She has turned that darkness into light on Moves in the Field. Beyond its hypnotic grooves, the album is about an artist venturing past her comfort zone. She recorded it using a Disklavier, a type of piano that can record and then reproduce a performance, like an extremely sophisticated pianola; Moran was able to use the instrument, which Yamaha loaned her, as a sort of piano loop pedal.
This was something new. Moran, a classically trained graduate of the University of Michigan and the University of California, has specialised in “prepared” piano, which is to say a piano with objects placed on or between the strings, or with strings retuned to create an unusual tonal effect. But the Disklavier allowed her to play along with herself, which unlocked something in her writing and brought a previously untapped emotional weight.
Moran’s paternal grandfather is Irish; growing up, the family were stereotypically devout Irish-American Catholics
“It was a scary time for me. Honestly, the Disklavier really saved me. I lost all of my motivation to make music. The record I was going to make, I wanted to make something really dancey that I could play at festivals, that people could party to. And all of a sudden I was, like, ‘Oh my God, this world doesn’t exist any more’.”
Moran draws on many inspirations. When she was in her 20s she was in a no-wave punk band with the future TikTok megastar Mitski. She lists the electronic outfit Telefon Tel Aviv and the avant-garde metal band Kayo Dot as among her influences. Moves in the Field, meanwhile, draws on her love of Tori Amos – particularly Amos’s album Boys for Pele, perhaps best known for the song Professional Widow.
Amos’s music, and that record in particular, have become even more impactful over time, she says. When she listens to Boys for Pele today she is struck by its use of metaphor and subtext, a novelty in an era when musicians are hyperspecific in their lyrics and trip over themselves to tell you exactly how they feel in the most literal terms possible.
“I was reading this article about how, now, modern pop lyrics, there’s almost no abstraction in them,” she says. “[About] how many pop songs are meant to be quoted and are meant to be soundbites. Someone posted a video of this new pop star, and the entire video was her just singing ‘I’ statements about herself. There’s no nuance or anything.”

* _EXERCISE_
Could you extend the piece about Moran's album Moves in the Field, picking up right after its final sentence? The lines under this note aren't needed.

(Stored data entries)
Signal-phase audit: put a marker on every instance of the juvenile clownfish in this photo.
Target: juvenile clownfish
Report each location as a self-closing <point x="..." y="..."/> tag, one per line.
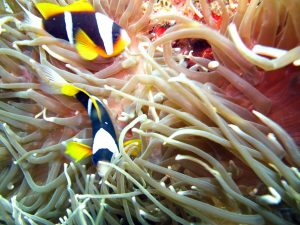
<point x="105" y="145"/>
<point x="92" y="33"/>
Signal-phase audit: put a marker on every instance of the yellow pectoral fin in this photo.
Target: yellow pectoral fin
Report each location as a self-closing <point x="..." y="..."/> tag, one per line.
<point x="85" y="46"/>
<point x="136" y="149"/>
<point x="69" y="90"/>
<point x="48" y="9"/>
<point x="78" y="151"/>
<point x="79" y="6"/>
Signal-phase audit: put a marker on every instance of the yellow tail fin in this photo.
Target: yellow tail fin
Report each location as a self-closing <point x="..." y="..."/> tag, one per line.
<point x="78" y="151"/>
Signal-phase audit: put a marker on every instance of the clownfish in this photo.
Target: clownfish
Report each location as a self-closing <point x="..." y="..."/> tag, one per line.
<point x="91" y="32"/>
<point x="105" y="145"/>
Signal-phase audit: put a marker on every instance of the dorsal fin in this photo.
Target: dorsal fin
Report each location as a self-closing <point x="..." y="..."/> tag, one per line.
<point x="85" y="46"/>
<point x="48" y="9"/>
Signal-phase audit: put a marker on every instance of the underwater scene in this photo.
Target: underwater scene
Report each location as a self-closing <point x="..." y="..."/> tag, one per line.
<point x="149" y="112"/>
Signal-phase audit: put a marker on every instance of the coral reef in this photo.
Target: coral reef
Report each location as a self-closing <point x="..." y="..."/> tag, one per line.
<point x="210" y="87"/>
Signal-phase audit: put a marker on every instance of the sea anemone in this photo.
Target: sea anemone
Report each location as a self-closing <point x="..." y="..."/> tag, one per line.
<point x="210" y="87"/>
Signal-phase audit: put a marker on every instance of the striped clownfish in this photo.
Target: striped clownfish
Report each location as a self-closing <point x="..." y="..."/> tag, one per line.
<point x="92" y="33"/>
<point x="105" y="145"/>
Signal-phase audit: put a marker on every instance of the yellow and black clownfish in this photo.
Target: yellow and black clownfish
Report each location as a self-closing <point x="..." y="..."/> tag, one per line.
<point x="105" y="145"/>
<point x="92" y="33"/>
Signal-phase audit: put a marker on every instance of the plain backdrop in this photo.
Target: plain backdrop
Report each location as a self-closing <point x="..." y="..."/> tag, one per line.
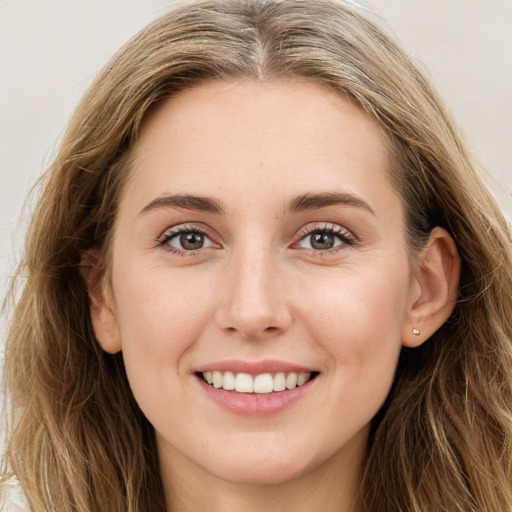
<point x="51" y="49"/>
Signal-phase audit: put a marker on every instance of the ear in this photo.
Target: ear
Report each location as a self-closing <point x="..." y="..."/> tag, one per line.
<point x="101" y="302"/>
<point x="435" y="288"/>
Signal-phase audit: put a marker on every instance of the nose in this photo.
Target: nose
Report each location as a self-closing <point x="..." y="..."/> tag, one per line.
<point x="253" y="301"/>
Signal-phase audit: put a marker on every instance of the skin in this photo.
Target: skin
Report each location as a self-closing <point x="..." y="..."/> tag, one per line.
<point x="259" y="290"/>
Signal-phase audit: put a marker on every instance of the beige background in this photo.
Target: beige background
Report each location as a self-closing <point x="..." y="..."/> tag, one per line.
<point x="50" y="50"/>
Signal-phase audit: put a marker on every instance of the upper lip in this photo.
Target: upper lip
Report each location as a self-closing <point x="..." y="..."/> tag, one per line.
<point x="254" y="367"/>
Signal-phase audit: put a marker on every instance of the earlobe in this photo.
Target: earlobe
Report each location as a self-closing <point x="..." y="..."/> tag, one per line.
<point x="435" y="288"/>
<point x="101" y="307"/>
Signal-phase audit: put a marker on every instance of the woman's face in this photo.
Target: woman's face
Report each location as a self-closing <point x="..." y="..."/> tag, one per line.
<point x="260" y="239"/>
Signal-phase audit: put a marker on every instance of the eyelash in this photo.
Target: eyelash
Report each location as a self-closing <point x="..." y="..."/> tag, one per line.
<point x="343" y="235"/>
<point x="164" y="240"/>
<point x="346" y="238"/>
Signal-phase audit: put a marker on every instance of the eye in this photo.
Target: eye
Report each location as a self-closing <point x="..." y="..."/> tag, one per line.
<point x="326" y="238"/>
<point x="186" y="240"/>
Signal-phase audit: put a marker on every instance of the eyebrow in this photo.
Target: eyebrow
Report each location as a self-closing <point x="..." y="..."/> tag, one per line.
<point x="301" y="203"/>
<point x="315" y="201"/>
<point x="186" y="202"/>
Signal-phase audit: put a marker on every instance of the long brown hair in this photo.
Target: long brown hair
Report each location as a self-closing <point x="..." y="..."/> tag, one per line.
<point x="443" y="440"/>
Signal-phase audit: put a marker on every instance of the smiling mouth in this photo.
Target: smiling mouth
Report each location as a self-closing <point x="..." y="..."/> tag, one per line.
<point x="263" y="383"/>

* _RESPONSE_
She pauses. “Man, it makes me appreciate how abstract Tori Amos was – she was writing something that was so personal herself that she doesn’t give a f**k if someone doesn’t understand what this metaphor is, or if people have to do more work to understand it. You may not understand what a lyric means, but maybe if you listen to the song a few times, or think about it in context, it will make more sense to you.”
Moran’s paternal grandfather is Irish; growing up, the family were stereotypically devout Irish-American Catholics. She talks with pride of performing in Ireland for the first time last October, at the Haunted Dancehall festival at the National Concert Hall. Moran is especially supportive of Irish musicians’ decision to boycott this year’s South by Southwest music festival, in Texas, because of the US army’s sponsorship of the event. During her concerts she makes a point of speaking out about Gaza, she says. The reaction can be mixed. When she spoke in Dublin last year, she was struck by the solidarity she felt in the room.
“It made me very proud. It means so much. I’m an American, but I have Irish roots. When you know the history of what the Irish people have gone through, it’s, like, yeah, of course they understand what is happening in a way that most other countries don’t, because they’ve been through this before. It’s always inspiring to me how the people of Ireland have always been so outspoken. They’ve always been on the right side of history about this.”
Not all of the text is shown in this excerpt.